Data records
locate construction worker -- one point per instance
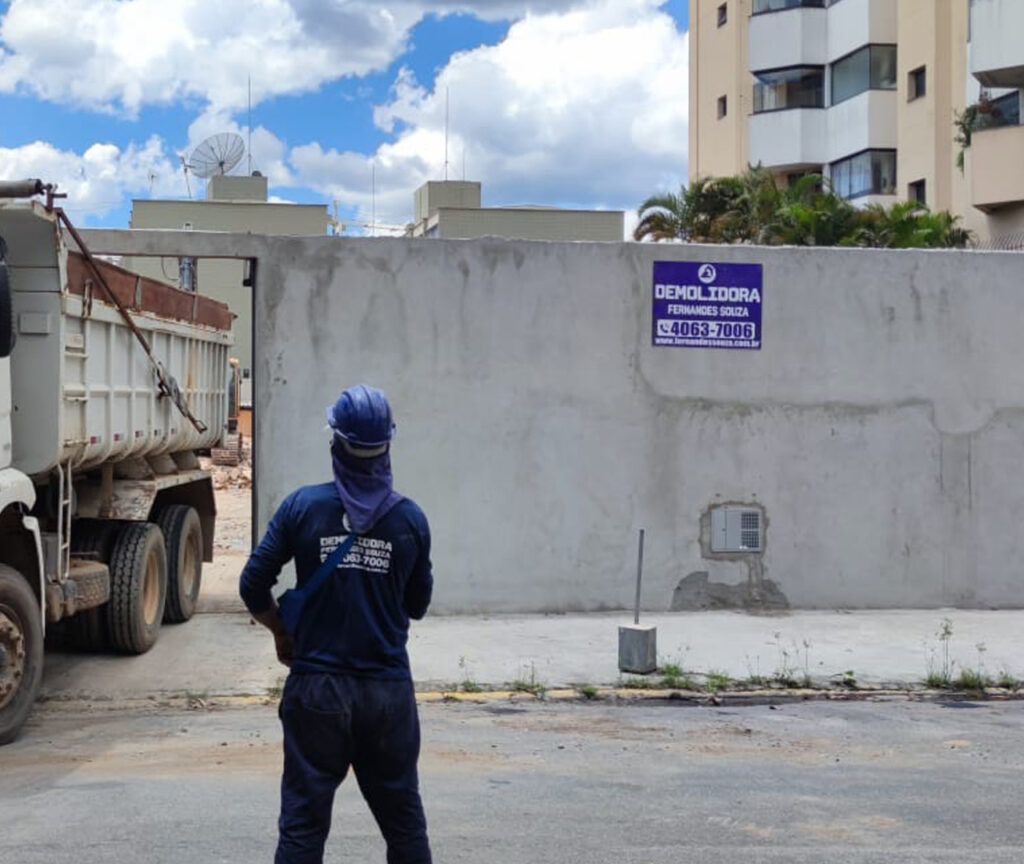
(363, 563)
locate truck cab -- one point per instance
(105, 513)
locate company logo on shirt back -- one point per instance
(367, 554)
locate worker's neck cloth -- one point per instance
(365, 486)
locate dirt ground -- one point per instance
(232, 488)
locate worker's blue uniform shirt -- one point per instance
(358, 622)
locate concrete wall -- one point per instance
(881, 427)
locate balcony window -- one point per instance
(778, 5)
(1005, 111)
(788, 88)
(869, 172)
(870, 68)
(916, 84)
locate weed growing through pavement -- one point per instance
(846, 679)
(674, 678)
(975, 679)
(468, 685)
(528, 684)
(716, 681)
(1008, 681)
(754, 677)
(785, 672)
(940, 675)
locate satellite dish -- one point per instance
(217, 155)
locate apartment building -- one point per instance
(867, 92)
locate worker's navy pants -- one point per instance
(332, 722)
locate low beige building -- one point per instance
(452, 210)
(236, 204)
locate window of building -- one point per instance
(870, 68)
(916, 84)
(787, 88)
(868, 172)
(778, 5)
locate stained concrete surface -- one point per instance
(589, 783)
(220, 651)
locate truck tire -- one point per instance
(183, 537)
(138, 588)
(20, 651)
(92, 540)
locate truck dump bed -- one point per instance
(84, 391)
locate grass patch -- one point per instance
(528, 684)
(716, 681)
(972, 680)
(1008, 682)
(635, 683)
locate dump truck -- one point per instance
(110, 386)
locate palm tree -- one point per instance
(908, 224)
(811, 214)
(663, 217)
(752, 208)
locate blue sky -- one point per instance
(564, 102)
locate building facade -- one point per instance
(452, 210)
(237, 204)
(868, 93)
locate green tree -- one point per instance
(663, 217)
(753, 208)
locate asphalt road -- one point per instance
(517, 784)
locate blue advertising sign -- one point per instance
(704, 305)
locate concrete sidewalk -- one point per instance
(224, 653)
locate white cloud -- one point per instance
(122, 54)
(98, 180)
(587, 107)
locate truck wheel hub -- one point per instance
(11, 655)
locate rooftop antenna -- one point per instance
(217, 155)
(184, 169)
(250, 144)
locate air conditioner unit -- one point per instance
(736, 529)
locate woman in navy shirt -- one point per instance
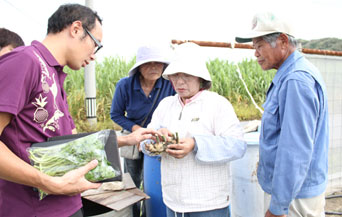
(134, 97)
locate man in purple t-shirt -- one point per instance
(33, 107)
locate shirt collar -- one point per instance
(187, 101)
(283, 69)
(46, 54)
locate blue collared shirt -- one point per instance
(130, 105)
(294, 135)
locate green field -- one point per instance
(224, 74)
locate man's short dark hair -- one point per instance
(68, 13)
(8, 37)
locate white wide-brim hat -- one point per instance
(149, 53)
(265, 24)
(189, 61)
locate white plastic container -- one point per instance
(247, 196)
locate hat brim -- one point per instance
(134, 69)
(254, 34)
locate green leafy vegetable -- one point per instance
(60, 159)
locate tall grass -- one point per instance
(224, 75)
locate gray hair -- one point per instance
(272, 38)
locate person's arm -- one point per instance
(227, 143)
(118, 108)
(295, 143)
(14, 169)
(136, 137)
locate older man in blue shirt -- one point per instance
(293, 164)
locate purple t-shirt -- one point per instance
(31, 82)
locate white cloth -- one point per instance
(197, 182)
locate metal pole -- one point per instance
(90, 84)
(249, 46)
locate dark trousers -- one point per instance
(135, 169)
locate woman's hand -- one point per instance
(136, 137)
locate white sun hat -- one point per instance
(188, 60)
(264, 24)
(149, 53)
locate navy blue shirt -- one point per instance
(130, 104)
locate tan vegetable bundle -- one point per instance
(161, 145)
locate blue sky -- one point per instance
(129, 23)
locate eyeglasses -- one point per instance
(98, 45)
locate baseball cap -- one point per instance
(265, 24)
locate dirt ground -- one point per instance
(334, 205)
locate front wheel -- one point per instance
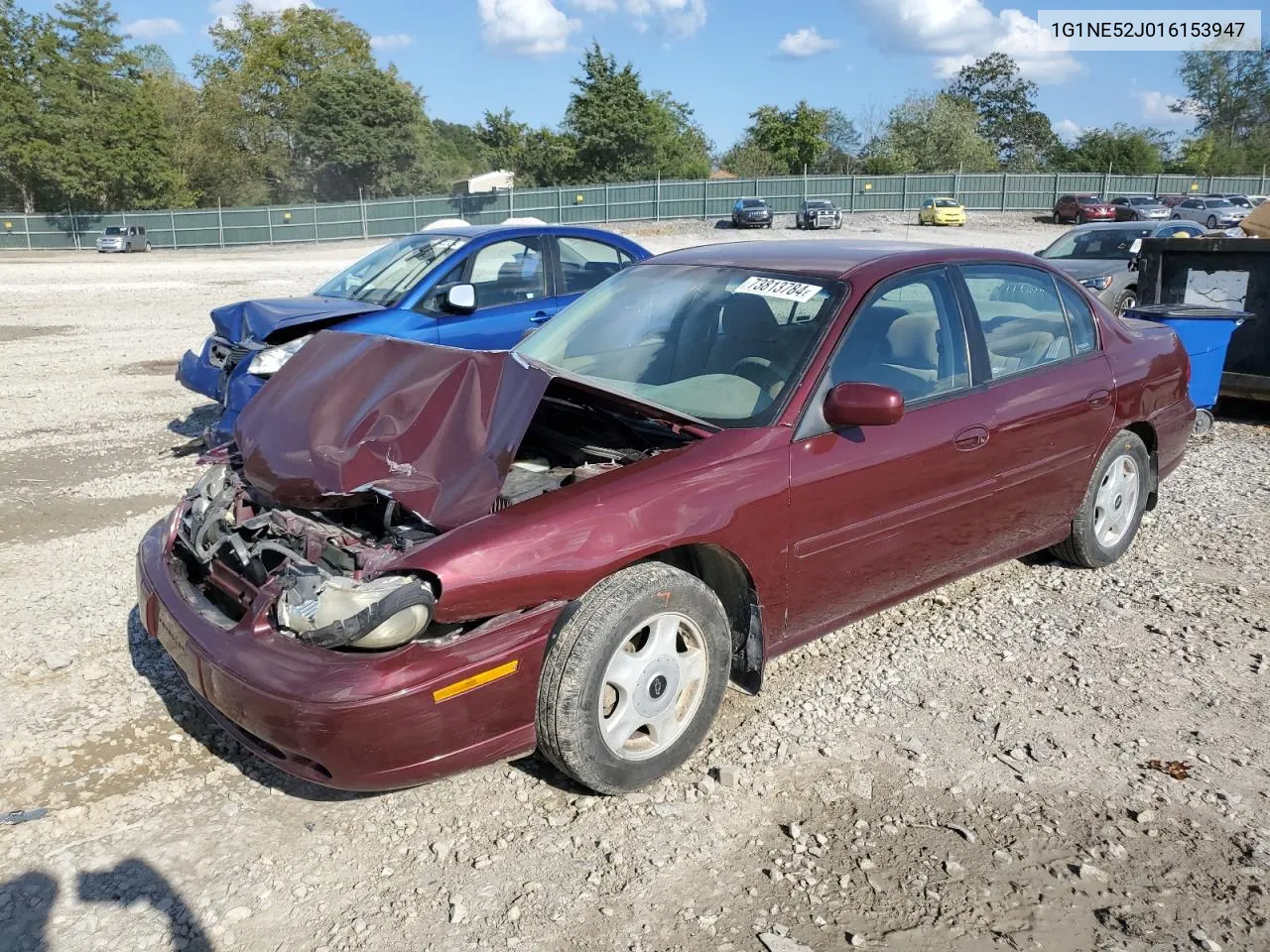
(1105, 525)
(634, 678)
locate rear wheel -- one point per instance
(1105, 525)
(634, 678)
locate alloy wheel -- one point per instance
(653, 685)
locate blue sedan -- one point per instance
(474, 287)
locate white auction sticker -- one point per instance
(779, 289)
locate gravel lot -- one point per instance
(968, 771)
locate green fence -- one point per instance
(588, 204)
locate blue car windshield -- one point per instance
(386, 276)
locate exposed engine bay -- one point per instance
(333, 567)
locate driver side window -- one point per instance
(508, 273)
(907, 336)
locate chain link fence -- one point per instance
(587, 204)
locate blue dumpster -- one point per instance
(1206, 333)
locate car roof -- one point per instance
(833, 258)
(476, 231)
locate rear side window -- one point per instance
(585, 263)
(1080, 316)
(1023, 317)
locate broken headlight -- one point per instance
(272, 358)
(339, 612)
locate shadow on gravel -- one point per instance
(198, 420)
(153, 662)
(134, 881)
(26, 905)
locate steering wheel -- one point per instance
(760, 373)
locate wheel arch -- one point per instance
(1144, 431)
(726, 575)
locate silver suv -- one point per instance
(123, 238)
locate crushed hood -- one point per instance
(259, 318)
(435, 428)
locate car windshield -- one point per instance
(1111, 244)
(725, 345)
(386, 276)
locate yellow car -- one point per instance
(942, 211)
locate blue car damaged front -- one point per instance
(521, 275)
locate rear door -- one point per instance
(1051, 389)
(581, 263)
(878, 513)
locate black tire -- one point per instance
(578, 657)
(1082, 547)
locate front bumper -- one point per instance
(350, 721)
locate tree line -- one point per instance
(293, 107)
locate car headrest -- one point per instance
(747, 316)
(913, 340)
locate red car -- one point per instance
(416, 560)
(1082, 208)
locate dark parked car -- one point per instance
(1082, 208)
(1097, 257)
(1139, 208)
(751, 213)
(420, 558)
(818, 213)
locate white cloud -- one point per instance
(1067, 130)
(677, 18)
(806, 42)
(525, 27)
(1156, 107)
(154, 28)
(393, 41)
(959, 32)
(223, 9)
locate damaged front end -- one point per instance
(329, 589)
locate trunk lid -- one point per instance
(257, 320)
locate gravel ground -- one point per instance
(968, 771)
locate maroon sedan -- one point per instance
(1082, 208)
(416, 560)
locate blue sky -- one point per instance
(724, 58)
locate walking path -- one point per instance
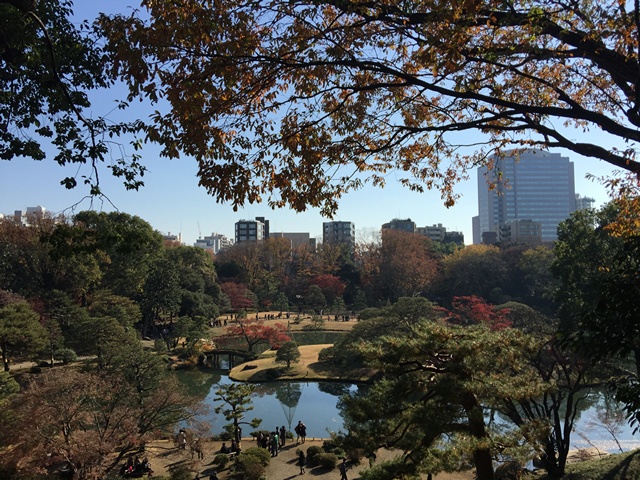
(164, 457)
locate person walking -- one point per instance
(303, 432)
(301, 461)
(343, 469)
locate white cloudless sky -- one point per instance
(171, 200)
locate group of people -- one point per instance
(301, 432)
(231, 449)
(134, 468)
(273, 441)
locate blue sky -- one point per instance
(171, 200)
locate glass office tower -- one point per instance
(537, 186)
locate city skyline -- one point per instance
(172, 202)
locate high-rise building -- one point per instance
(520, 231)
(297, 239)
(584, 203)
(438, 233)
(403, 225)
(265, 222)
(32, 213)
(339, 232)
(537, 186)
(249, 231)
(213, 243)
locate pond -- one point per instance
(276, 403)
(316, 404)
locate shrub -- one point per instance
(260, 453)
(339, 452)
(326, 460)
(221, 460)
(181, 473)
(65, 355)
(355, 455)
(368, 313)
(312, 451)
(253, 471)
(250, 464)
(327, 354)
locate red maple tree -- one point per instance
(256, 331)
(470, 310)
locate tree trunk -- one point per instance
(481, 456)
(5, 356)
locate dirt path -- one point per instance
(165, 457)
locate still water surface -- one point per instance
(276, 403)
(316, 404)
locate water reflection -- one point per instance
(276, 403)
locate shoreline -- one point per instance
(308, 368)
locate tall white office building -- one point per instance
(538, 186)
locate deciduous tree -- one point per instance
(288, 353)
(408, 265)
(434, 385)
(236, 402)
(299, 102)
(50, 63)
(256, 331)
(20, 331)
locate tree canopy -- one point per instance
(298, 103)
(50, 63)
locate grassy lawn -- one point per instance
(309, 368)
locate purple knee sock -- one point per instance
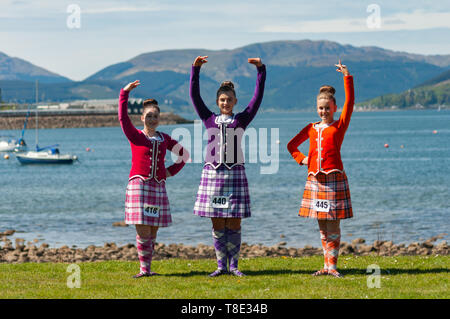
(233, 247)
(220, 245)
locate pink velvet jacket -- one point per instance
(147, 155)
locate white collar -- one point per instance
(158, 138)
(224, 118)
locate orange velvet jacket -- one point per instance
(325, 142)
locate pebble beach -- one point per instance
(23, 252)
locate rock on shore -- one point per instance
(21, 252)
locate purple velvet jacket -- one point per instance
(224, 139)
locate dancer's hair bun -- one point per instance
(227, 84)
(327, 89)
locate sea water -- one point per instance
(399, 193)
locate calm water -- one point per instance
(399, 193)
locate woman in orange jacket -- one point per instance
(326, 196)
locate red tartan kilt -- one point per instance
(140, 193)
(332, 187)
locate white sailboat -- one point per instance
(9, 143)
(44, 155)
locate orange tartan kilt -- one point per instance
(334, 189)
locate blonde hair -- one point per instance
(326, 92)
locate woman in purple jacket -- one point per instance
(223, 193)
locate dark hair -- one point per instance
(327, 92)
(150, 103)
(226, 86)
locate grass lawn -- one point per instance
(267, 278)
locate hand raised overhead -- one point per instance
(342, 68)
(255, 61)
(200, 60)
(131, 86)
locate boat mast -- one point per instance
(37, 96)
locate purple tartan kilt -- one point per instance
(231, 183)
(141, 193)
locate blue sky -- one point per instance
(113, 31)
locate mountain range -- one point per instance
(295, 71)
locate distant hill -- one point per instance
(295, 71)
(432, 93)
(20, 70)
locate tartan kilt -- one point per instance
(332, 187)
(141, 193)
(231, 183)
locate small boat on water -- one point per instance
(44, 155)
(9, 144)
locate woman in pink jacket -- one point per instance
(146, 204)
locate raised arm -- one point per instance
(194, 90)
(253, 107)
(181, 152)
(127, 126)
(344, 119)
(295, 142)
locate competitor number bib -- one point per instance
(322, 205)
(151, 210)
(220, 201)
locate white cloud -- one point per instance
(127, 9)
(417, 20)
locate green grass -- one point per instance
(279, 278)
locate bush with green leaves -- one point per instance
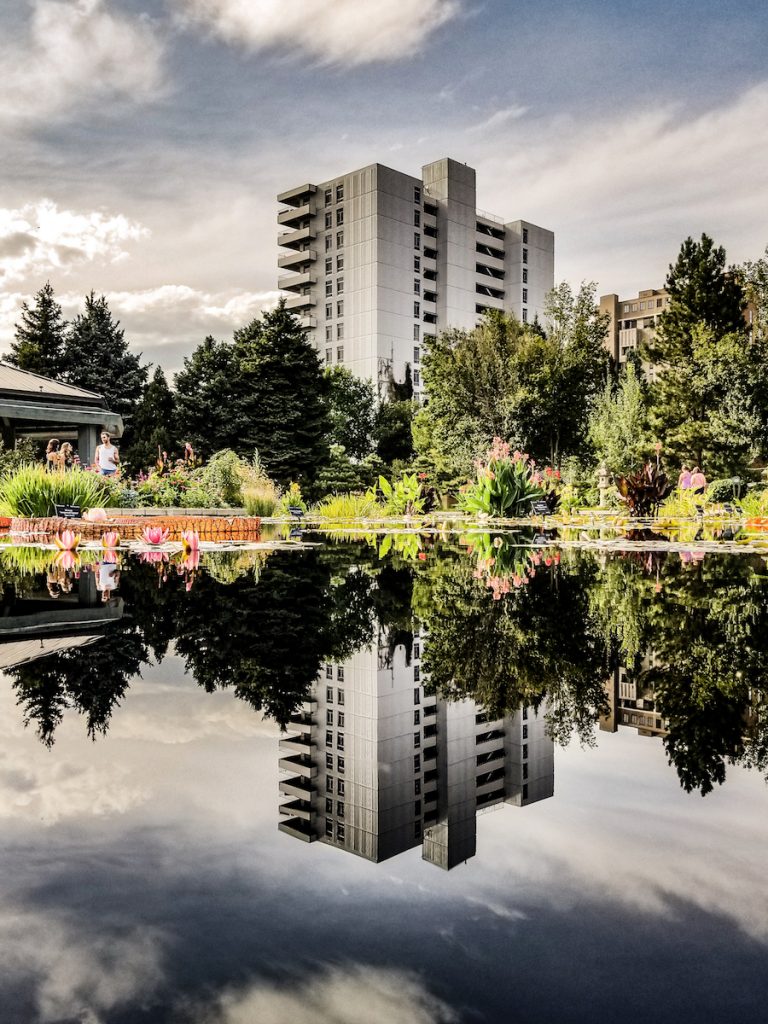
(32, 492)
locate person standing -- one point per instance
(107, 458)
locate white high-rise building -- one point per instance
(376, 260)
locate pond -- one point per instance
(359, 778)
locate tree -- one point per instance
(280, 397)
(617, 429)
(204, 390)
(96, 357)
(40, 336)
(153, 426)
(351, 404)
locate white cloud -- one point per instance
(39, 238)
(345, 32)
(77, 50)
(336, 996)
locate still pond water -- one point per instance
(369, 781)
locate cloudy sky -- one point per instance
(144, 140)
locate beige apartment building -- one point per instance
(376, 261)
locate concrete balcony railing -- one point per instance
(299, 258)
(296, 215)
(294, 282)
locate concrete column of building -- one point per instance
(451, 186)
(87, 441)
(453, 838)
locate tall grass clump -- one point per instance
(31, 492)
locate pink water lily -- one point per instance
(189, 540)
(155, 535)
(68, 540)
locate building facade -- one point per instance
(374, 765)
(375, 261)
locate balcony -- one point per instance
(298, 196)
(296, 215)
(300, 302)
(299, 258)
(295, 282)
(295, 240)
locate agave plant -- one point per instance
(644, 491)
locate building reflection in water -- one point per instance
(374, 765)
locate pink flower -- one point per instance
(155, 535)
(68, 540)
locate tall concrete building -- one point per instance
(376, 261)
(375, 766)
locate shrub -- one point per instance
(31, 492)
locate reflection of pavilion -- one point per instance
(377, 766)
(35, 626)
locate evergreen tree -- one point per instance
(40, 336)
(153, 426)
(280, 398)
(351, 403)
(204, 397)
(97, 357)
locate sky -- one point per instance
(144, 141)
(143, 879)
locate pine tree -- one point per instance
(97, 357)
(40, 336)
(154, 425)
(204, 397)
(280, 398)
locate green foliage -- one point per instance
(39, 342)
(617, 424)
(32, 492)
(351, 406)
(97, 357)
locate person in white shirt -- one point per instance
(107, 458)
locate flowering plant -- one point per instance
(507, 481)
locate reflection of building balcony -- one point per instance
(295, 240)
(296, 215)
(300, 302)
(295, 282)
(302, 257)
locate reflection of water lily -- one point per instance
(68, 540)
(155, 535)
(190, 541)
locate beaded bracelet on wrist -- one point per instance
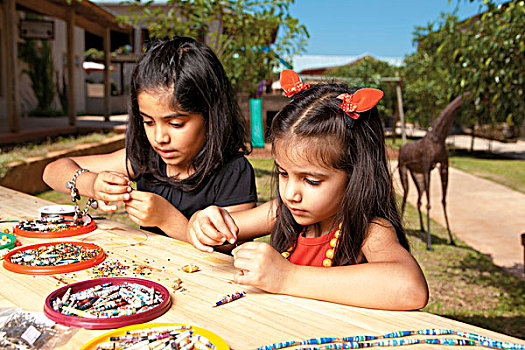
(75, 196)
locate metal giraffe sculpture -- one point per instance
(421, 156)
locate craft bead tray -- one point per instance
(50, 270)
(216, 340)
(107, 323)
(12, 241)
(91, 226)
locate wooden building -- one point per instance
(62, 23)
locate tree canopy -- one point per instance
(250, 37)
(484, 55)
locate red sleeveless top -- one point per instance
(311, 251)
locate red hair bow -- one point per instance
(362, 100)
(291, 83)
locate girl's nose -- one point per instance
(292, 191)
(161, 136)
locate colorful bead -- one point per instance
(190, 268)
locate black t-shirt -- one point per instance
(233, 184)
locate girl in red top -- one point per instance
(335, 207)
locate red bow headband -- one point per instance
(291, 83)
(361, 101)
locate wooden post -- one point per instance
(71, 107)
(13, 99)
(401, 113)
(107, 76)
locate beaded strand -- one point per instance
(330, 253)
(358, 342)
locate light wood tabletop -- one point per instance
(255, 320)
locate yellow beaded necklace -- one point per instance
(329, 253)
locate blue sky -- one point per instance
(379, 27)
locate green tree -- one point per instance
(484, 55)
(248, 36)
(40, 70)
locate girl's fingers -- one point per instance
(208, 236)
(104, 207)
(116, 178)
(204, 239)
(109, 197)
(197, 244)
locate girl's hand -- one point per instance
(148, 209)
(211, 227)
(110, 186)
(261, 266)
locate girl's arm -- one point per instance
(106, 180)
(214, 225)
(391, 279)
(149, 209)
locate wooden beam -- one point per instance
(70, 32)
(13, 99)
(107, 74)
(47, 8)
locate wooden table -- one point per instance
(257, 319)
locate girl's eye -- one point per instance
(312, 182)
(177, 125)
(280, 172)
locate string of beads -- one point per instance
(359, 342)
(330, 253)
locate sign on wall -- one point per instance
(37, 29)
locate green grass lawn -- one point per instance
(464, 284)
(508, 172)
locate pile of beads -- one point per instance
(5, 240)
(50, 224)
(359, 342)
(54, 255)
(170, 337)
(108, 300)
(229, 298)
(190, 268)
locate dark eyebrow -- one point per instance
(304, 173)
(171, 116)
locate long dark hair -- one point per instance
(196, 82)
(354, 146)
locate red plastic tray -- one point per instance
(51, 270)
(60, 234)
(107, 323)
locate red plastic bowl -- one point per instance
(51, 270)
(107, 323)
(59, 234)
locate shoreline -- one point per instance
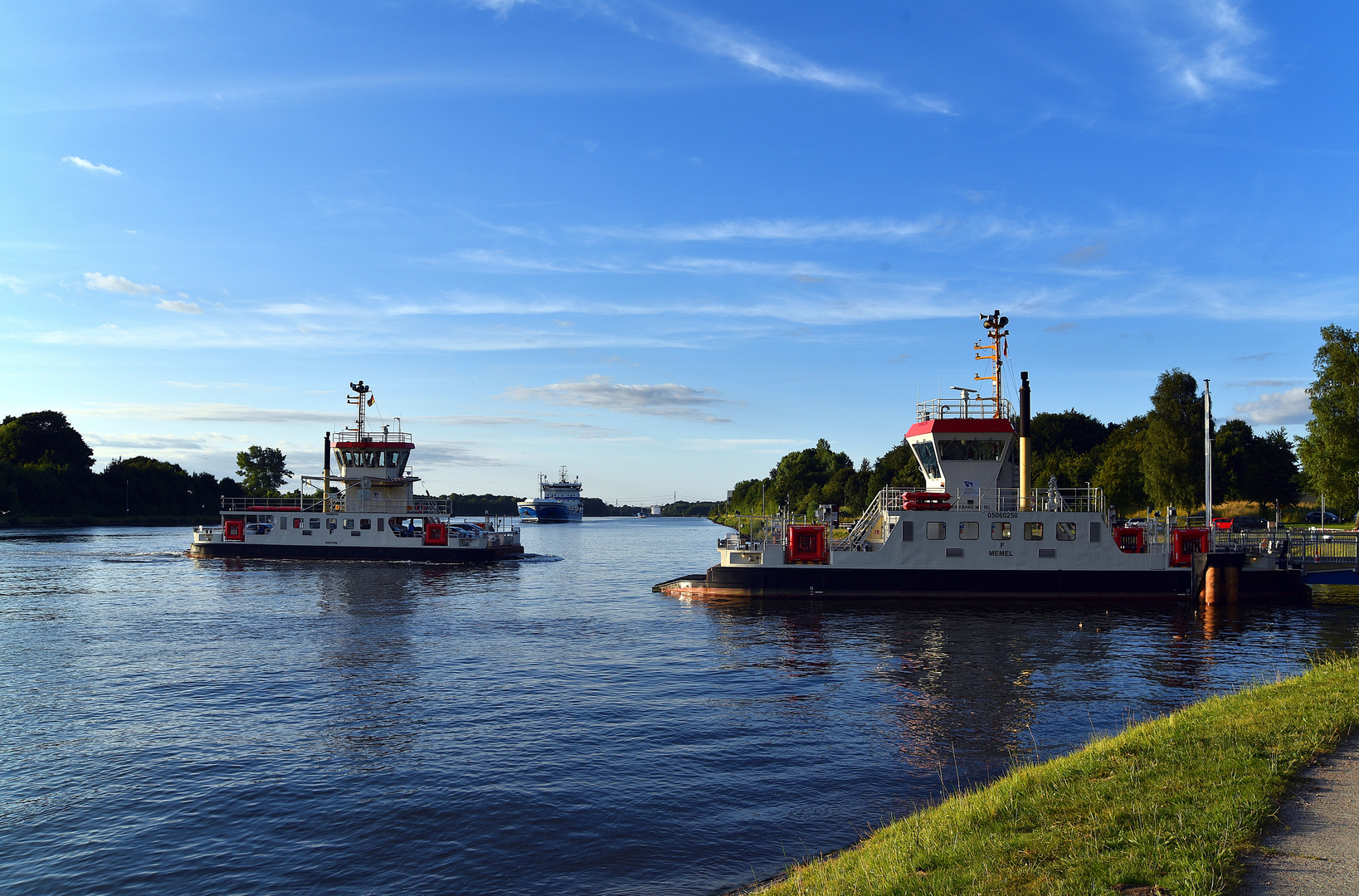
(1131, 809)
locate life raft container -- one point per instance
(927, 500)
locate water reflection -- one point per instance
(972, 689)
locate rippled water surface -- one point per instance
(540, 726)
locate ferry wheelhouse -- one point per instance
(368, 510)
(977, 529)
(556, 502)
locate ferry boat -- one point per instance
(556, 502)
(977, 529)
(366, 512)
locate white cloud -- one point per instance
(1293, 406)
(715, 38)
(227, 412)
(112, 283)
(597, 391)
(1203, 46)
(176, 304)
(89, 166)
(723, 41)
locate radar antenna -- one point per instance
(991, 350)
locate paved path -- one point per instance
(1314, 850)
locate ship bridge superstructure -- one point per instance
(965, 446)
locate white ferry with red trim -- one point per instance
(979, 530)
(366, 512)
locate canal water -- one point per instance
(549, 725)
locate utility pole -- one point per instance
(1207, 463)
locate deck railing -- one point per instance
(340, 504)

Aim of the task
For this task, give again exactly the lines from the line with "locate long dark" through the end of the entries, including both ends, and omit the pictures.

Written solution
locate long dark hair -- one point per instance
(196, 82)
(354, 146)
locate red plastic tray -- one point per instance
(51, 270)
(60, 234)
(107, 323)
locate red plastic bowl -- one point per instance
(51, 270)
(107, 323)
(59, 234)
locate shoreline -- one point per instance
(1131, 809)
locate life raft container -- one point per instance
(927, 500)
locate water reflection -- one point per instance
(972, 689)
locate rippled water surface -- one point per instance
(540, 726)
locate ferry wheelhouse -- one point per instance
(368, 510)
(977, 529)
(556, 502)
locate ferry boat -- one point per instance
(556, 502)
(977, 529)
(366, 512)
locate white cloud -- one point per instance
(1293, 406)
(715, 38)
(227, 412)
(112, 283)
(597, 391)
(1203, 46)
(176, 304)
(89, 166)
(723, 41)
locate radar antenna -- one point per instance
(991, 350)
locate paved path -- one point per instance
(1314, 850)
locate ship bridge superstructure -- one point per instance
(965, 446)
locate white ferry with red trim -- one point per instance
(979, 530)
(366, 512)
locate canal water -- one point per instance
(549, 725)
locate utility pole -- one point per instance
(1207, 463)
locate deck railing -- one point per instance
(340, 504)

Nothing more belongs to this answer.